> **Stated problem 1**: In the text on teachers' associations and curriculum design, in what year was the Inter Teachers' Associations Secretariat (SIAP) created?
> **Stated problem 2**: Write what comes next in the text on teachers' associations and curriculum design, picking up after its final sentence.

> **Extracted text**:
* * * * *
Correlating this movement with the representational framework of teachers’ knowledge mentioned above, a representational division has been found regarding the perception of value attributed throughout the time to the professional knowledge of these two groups of teachers: pedagogical knowledge has been seen as essential for generalist teachers at elementary level, compared to the supremacy of content knowledge associated with teachers of subjects at subsequent levels. Thus, it is understandable that most TAs initially limited their membership to second and third cycle and secondary education teachers, according to the terminology introduced by the Framework Law of 1986. Mathematics and Physical Education were pioneers in including first cycle teachers. The successive changes in the design of curriculum areas also influenced the associative movement’s outlines and geographies.
This subject-based approach that marked the creation of TAs led to the development of a tradition of autonomy, whereby each association is mainly concerned with the promotion of its subject among its members, and with the recognition of labour and curriculum conditions by the ME, evident in the struggle for the workload of the respective subject and its relative importance in transition/retention policies. This situation did not encourage collaborative movements, except for some occasional initiatives, such as the creation of the Inter Teachers’ Associations Secretariat (SIAP), in 1992, which organised some meetings and produced a few publications (Abrantes, 1994), and of the National Federation of Modern Language Teachers’ Associations (FNAPLV)7, founded in 1989. Conversely, curriculum design and assessment policies were often a source of conflicts between subjects and their TAs, configuring what Michael Apple (2019) refers to when he draws attention to the power conflicts between the curriculum subjects, using the metaphor of the “arena”.
Collaborative work between TAs, especially at the curricular and interdisciplinary level, has been lacking in these organisations’ backgrounds. The invitation of the ME, in 2016, to their participation in the curriculum redesign aimed at integrative curriculum coherence, a dimension that is not part of the history of the TAs, naturally encountered many difficulties that should be studied.
3.2. BRIEF OVERVIEW OF THE PARTICIPATION/COLLABORATION OF TEACHERS’ ASSOCIATIONS IN CURRICULUM DESIGN AT THE MACRO-LEVEL
The recognition of TAs as valid partners in curriculum reforms was first formally assumed in the process of the 1989/90 Curriculum Reform (Roberto Carneiro’s Reform), where their role was mainly to respond to queries and requests from the central government - regarding the preparation and implementation of the new syllabuses. TA members often integrated syllabus authors’ teams.
This practice of associating TAs with curriculum proposals’ design continued, and more prominently, with the Flexible Curriculum Management (1996-2001). Representative TA elements integrated, together with university experts and government officials, the Advisory Board that oversaw the document National Curriculum for Basic Education of 2001, and each subject’s author teams formally included some elements chosen by the TAs. The different versions that supported the curriculum design established in 2001 (Decree-law No. 6/2001, of 18 January) resulted from many negotiations and some clashes with TAs, already holding greater representativeness at this stage. Many of these interactions were marked by a labour rather than scientific-pedagogical discourse, namely in the resistance to more flexible management of curriculum hours.
In the most recent curriculum redesign (2016-2018), characterised by a restructuring of the existing curriculum documents in the light of the Students’ Profile by the End of Compulsory Education (Order No. 6478/2017, of 26 July), which originated the principles that underlie the Essential Learnings (Order No. 6944-A/2018, of 19 July) for each area or subject, guided by a standard curriculum reference (Roldão et al., 2017), the participation of the TAs was different because they assumed the status of co-authors of the formal curriculum for the first time. The ME invited the associations to form teams in charge of EL production, sometimes including invited experts, and interact with a team of researchers in the curriculum area who produced guidelines and ensured feedback on the documents drafted along the process.
* * * * *
> **Dataset extract**:
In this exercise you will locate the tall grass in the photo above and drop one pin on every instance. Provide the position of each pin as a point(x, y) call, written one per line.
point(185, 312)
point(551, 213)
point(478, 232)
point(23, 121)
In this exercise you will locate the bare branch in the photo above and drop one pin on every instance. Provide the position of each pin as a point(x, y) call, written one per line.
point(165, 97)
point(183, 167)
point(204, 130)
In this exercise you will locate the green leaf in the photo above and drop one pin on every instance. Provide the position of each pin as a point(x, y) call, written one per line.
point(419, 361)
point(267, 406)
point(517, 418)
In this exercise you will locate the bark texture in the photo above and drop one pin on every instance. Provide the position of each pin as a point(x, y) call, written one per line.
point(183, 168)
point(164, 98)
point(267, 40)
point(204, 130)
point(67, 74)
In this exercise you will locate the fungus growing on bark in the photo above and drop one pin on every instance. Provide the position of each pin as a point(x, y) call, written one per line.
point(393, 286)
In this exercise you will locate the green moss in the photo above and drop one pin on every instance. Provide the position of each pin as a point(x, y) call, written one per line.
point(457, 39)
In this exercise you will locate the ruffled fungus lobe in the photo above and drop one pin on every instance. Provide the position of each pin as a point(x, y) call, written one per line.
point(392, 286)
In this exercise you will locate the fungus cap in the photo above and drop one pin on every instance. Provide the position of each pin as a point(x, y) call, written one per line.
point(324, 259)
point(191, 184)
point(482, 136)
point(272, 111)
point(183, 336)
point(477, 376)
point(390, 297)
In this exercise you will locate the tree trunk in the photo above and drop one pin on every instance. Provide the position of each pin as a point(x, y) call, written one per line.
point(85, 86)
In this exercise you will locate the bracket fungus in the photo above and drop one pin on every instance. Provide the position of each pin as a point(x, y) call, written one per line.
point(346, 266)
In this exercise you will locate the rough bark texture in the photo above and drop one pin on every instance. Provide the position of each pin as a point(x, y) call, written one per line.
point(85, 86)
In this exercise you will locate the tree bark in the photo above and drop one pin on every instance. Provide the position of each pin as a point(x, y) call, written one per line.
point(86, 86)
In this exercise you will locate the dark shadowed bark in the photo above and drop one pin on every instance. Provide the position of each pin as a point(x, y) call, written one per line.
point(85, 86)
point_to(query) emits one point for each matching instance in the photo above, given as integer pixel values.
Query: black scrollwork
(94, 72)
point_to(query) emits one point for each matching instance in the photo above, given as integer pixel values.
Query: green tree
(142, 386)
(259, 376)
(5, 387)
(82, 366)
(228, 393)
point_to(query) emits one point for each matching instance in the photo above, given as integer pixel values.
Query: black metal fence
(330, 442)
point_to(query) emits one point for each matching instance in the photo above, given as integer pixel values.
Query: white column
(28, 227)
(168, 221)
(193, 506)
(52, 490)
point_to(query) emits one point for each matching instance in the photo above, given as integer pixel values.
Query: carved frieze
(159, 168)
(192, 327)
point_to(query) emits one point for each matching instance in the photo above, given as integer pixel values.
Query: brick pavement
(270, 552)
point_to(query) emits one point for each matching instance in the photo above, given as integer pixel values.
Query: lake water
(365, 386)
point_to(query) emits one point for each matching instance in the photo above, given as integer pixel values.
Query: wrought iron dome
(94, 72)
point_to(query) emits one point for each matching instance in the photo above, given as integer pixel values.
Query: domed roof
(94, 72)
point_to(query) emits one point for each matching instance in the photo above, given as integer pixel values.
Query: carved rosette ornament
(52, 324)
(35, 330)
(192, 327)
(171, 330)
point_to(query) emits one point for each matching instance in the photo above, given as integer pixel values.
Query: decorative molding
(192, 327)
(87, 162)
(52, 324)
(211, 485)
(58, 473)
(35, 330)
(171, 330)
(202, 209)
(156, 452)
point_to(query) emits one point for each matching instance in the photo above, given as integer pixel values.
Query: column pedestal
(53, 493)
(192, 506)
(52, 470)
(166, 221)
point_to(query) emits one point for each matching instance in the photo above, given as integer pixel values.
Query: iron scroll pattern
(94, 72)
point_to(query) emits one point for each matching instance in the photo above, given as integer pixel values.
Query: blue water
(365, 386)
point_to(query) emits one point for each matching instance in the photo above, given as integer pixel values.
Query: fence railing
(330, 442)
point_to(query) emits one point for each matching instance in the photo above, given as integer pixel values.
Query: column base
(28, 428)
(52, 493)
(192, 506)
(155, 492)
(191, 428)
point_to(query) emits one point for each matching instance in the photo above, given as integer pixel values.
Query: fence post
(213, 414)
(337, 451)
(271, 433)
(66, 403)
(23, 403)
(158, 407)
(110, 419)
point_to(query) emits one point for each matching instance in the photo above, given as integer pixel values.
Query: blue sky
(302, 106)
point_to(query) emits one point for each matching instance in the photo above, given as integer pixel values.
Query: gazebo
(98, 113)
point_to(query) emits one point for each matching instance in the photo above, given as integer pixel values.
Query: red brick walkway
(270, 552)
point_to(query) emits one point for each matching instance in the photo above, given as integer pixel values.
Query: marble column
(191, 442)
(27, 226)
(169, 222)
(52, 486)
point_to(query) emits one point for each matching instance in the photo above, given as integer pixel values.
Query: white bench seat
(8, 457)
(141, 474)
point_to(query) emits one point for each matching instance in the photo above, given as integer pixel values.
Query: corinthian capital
* * * * *
> **Final result 1**: 1992

> **Final result 2**:
A more comprehensive authorship of the TAs had both an added value and some difficulties. Among the latter, particularly regarding the interactions between the TAs, as we will see below.
4. METHODOLOGY: NETWORK ANALYSIS AS THEORY AND METHODOLOGY
Social Network Analysis (SNA) is a multidisciplinary theory (sociology, anthropology, psychology, mathematics, statistics), which supports a methodology that enables the graphical and quantitative formalisation of concepts abstracted from social reality processes. As Wasserman and Faust (1994) point out, one of the specific features of the SNA is its focus on the relational aspect of the data collected.
The concept of social network refers to a structure of links between actors, organisations or social institutions in a given social system. Network analysis takes social reality as a structure of relationships involving interdependent entities (groups, individuals, organisations, etc.). However, the network is not simply a consequence of the relationships between actors; it may simultaneously result from the absence of relationships, the lack of direct ties between two actors, what Burt (1992) called the “structural hole” in the network.
The basic principle of network analysis is that the structure of social relationships determines those relationships’ content. It seeks to detect patterns of interaction and explain why they occur and what their consequences are. Thus, network analysis (Wasserman & Faust, 1994) assumes a structural analysis approach based on two primary purposes: (i) identifying specific social interaction patterns; (ii) understanding the influence of these patterns on the behaviour of actors. This is an inductive matrix process that starts from objective social relations and moves towards relationship patterns that form a given system’s social structure. The main relationship patterns noticeable in a social network, taking as reference the position of the actors in the network, are the following (Cross & Parker, 2004):
hubs, actors that have a high number of relationships in the network, i.e., experts;
boundary spanners, actors that connect sub-groups (cliques or small groups) in a network, acting as an interface. They facilitate critical connections due to functional, geographical or hierarchical aspects, thus avoiding the isolation of these sub-groups;
information brokers, actors that are closer, albeit indirectly, to every member of the network. They are usually in the shortest path between two people for most people in the network and have a significant influence on the flow of information, so they are the right people to start disseminating information while promoting increased connectivity in the network;
peripheral people, actors that have few connections within the network.
These relationship patterns can be measured mathematically using the graph theory, statistical and probabilistic theory, or algebraic models (Wasserman & Faust, 1994).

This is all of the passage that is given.